| EXERCISE INSTRUCTIONS |
• a. Repeat the part of the machine learning article between "I will though" and "any investment advise.", inclusive.
• b. In the machine learning article, the sentence beginning "There was a lot of:" quotes several remarks. List each of those quoted remarks.
• c. Write the next part of the article on machine learning and stock trading, starting after its last sentence.
>> Begin TEXT TO READ
What is the value of Machine Learning? – A stock trading example

Since the days of the big data related buzz words, now over 20 years ago, data driven changes to business models, product values, customer journeys and more have gone through massive enhancements.

Nevertheless in the early days there were several discussions about the supposed “value” of data and such transformations. I know it because I was there, in most cases on the selling side.

It was not uncommon to find middle managers considering data driven transformations as a “nice to have” or simple ways to copy the competition, or something to do from a PR perspective. It was also not unusual for large businesses to look down on new tech startups as if looking at kids playing with unnecessary & fancy toys.

There was a lot of: “we do things this way because it works”, “our customers don’t need this”, “open source is dangerous”, “we do not need fancy machine learning for our simple problems” and so on.

There was also a lot of confidence in existing practices, something to the extent of: “I have been doing this for 20 years, I know better. My expertise beats your data science kid…”

To be clear a lot of the skepticism was healthy and based on more than gut feelings, but overtime the most negative voices disappeared. Nevertheless, a question still remains actual when starting any data driven & AI powered transformation: “What value will it deliver considering the unknowns and costs?”

Is it just headcount reduction? Or reduced wastes? Or better products? How will we measure all of this?

I am not going to answer those questions in general, in my view it would be silly to do so. How technology driven innovations can benefit a given solution to a problem is very contextual, not something we can broadly generalise.

I will though share an example, and a good example I believe. An example where value is upfront and easy to measure: How much value a simple machine learning stock trading algorithm can deliver when put against a simple rule of thumb trading strategy?

Disclaimer: I am not an experienced stock trader, I have only started recently following the sharp devaluation of the Japanese Yen (I am based and work in Tokyo). Do not reach out for any investment advise.

In any case, I thought it would be interesting to quickly put the two trading strategies against one another. Both very simple and devised within few days in the small window of time I have between my kids falling asleep and my inability to keep my eyes open.
>> End TEXT TO READ
>> Begin GIVEN RECORDS
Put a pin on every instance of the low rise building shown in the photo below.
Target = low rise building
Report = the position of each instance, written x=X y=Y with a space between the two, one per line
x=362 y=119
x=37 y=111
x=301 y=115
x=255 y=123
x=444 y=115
>> End GIVEN RECORDS
| TASK-BY-TASK OUTPUTS |
• a.
I will though share an example, and a good example I believe. An example where value is upfront and easy to measure: How much value a simple machine learning stock trading algorithm can deliver when put against a simple rule of thumb trading strategy?

Disclaimer: I am not an experienced stock trader, I have only started recently following the sharp devaluation of the Japanese Yen (I am based and work in Tokyo). Do not reach out for any investment advise.

• b.
- “we do things this way because it works”
- “our customers don’t need this”
- “open source is dangerous”
- “we do not need fancy machine learning for our simple problems”

• c.
The two strategies are as follows (on a daily trading routine) and are based only on S&P 500 Stocks:

  • Rule Of Thumb: Every day check S&P 500 stocks and select top 50 stocks once sorted by strength of linear growth in the past 15 days, and by how much the price has gone down in the past 3 days. Buy the 50 ones that had the strongest linear growth, but lost the most value in the last 3 days. The rationale is that the price should bounce back to regress to the mean of the linear growth
  • Machine Learning: Create a model that basis 15 days of S&P 500 stock price history it gives the probability that the price will grow the next day. Buy stock proportionally to that probability, when the probability is > 50%. The model is trained with 50 random dates data from the first part of 2023.

As you can notice even the Machine Learning approach is really simple, we are feeding the model only 15 days of stock price data and creating only 3 features actually: avg 15 days growth, avg 15 days volatility and last 3 days price change (as a ratio). This is super basic, and indeed only used to compare with the basic Rule of Thumb approach. The idea is that we only want to assess the value of the Machine Learning algorithm (a simple logistic regression) and keep things as similar as possible to the basic Rule of Thumb strategy.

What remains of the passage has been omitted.